Article |
▼

In a recent post for the Obsessive-Compulsive Data Quality blog, Jim Harris discusses the famous request made by former Van Halen singer David Lee Roth. When the band was touring, Roth would check backstage to make sure the concert promoters had removed all the brown M&Ms from a bowl of the chocolate candies, as was outlined in the contract for the show.  

While it seemed like a fickle demand, the "No Brown M&Ms Clause" was not just a way to gain publicity or avoid certain shades of candies, Harris explains. It was a quality control measure. If the brown M&Ms had not been removed, there was a much greater chance that the entire contract had not been read and that other provisions might have been ignored. And there was much more to lose if a stage wasn't built to withstand the weight of the band's equipment, or sound systems were incorrectly connected. 

Do you have data quality problems?
Companies that are harvesting data should take the same precautions if they want their outcomes to be flawless and generate positive ROI. IT leaders or data professionals should preform spot checks to determine whether they are running tight ships or clumsy businesses, according to a recent post for the Musings of a Data Geek blog. There are a number of signs that indicate a firm may need to clean up it data quality act, the source reports.

- Lack of data ownership
- Cross-departmental misunderstandings
- Confusion about the impact of changes to data

If individuals on the business and customer service sides find they cannot agree on straightforward figures, such as the number of clients that converted in the third quarter, businesses might need to take a closer look at the content in their databases, the article explains.

What are data quality costs?

▲

Information provided |

▼

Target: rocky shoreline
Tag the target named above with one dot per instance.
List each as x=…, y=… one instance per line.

▲

Actions to take |
#1 In the data quality article, what did the contract require concert promoters to remove from the bowl of candies?
#2 Condense the paragraph of the data quality article beginning "While it seemed like a fickle demand" into a shorter version that keeps its main facts.
#3 Reproduce the data quality article word for word from "If individuals on" to "data quality costs?".

Solutions for each task |
#1 All the brown M&Ms.

#2 Harris explains that the "No Brown M&Ms Clause," though it seemed fickle, was a quality control measure rather than a publicity move or a dislike of certain candy shades. Brown M&Ms left in the bowl suggested that the contract had not been read in full and that other provisions might have been ignored. Far more was at risk if a stage could not hold the band's equipment or sound systems were connected incorrectly.

#3
If individuals on the business and customer service sides find they cannot agree on straightforward figures, such as the number of clients that converted in the third quarter, businesses might need to take a closer look at the content in their databases, the article explains.

What are data quality costs?